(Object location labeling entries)
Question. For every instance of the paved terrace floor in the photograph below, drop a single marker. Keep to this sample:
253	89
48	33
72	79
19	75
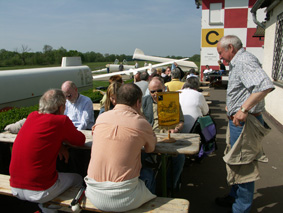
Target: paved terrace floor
203	182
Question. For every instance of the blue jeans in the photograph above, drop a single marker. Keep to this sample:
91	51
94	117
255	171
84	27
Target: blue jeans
177	165
243	193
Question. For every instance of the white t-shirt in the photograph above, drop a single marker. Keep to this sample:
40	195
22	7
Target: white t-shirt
193	105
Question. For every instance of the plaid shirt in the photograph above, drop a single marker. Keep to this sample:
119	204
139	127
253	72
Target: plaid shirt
245	77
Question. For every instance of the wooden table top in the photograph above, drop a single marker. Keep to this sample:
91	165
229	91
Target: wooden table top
186	143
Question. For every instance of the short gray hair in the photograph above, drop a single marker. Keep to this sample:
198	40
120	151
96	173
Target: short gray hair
51	100
144	76
231	39
175	73
192	82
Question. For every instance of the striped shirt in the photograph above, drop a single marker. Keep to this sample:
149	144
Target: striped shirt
245	77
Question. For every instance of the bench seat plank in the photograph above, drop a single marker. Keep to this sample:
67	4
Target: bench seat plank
159	204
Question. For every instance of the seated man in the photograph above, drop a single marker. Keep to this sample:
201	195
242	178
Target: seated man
112	180
149	107
175	84
79	108
35	150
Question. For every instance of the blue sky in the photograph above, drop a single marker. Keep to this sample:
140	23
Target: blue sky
158	27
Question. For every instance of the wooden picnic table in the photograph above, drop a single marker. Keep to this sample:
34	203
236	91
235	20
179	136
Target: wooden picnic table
186	143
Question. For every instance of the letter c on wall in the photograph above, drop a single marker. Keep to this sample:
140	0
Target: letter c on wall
207	37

STATED EXERCISE:
Copy every record above verbatim, omitting the pictures.

REPLY:
Question. For every instance of the paved terrace floor in the photograph below, drop a single marker. Keep to this sample:
253	89
48	33
72	79
19	75
Target: paved terrace floor
203	182
Question. For every instance of the blue jeans in the photograph above, drop a single marker. Keep to this sample:
91	51
94	117
255	171
84	27
Target: blue jeans
177	165
243	193
Question. For every instance of the white t-shirt in the photograph above, drop a single marker. Keep to this sample:
40	195
22	7
Target: white t-shirt
193	105
Question. For every instance of the plaid shirt in the photograph above, drop a single marker. Keep to this sample:
119	204
139	127
253	72
Target: plaid shirt
245	77
Question. For every instance of the wooden table top in the photograph above, drop a single marker. Keep to this sample:
91	165
229	91
Target: wooden table top
186	143
Question. For every instance of the short gray hair in the photograph above, drop a single marker. Keep to this sample:
198	40
120	151
96	173
Target: short gray hair
51	100
144	76
231	39
175	73
192	82
Question. For every instance of the striped shirt in the photograph above, drop a single marker. Keep to this sample:
149	144
Target: striped shirt
245	77
Question. For every instance of the bench seat plank in the photograph above, drop a single marker. Keep to this sample:
67	4
Target: bench seat plank
159	204
Question. For every instance of the seated man in the photograph above, drop a single marker. Keep to this sample:
201	195
242	178
Target: seated man
112	180
149	107
175	84
79	108
35	150
Question. For every instance of the blue sky in the photograph above, drop a single marker. Keep to this sample:
140	23
Target: blue sky
158	27
Question. For every instance of the wooden picnic table in the photograph above, drop a single marker. Keep to this sample:
34	203
236	91
235	20
179	136
Target: wooden picnic table
186	143
Question. For every instance of the letter c on wall in the photograph above, drop a single marker. Keep to this sample:
140	0
Target: letter c on wall
207	37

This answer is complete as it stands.